_Passage:_
Doing "portable" with shell scripts is really hard. :-(  The GNU utils 
are partly responsible for this, since they spoil you on Linux.  Your 
best bet is to develop on the oldest, crappiest, least common 
denominator system you can find, and go from there.  If you try to do it 
on Linux, you will paint yourself into a lot of corners.


> Right now, we are thinking of using
> which `echo $0`

That works at the CLI but not inside a script; I just get the name of 
the shell script.

You can take a look here, but nothing I tried really worked either:
http://www.bashcookbook.com/bashinfo/source/bash-3.2/doc/bashref.html#SEC26

Obviously that's bash, but much of bash behavior is shared by the Bourne 
family.


> As you can see here, $SHELL does not change when you switch shells.
> [2:07pm] [shaha:pts/8] [shaha] : /gtc/staff/shaha/work/sortT > echo $SHELL
> /usr/local/bin/tcsh
> [2:08pm] [shaha:pts/8] [shaha] : /gtc/staff/shaha/work/sortT > bash
> shaha@shaha:~/work/sortT$  echo $SHELL
> /usr/local/bin/tcsh

Huh, I'd have thought $SHELL would work.  Bummer.

_Short exercise A:_
From the passage on shell portability, transcribe the part starting with "You can take" and going on through "you switch shells.".
_Short exercise B:_
Name every shell or shell family that the passage on shell portability mentions, including any that appear only in a path.

_Listed entries:_
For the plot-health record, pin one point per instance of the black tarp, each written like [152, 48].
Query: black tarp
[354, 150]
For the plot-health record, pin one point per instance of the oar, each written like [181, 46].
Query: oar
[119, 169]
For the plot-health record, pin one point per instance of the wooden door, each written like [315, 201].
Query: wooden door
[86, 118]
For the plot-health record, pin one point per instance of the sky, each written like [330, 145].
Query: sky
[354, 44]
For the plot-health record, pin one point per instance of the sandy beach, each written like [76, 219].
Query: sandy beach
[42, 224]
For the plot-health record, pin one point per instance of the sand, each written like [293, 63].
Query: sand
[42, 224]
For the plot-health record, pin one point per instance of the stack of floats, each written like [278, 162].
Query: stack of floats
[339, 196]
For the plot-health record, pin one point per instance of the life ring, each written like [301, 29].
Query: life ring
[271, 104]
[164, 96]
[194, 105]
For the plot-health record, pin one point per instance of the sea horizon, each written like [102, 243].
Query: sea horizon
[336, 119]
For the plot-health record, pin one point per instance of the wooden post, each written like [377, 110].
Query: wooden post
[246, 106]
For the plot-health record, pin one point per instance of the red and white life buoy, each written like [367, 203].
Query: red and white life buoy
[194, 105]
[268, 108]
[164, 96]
...
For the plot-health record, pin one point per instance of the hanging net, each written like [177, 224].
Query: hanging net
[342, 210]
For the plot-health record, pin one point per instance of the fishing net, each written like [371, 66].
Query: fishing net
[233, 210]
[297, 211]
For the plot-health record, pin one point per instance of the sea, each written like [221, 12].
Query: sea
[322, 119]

_Task result A:_
You can take a look here, but nothing I tried really worked either:
http://www.bashcookbook.com/bashinfo/source/bash-3.2/doc/bashref.html#SEC26

Obviously that's bash, but much of bash behavior is shared by the Bourne 
family.


> As you can see here, $SHELL does not change when you switch shells.

_Task result B:_
bash
tcsh
the Bourne family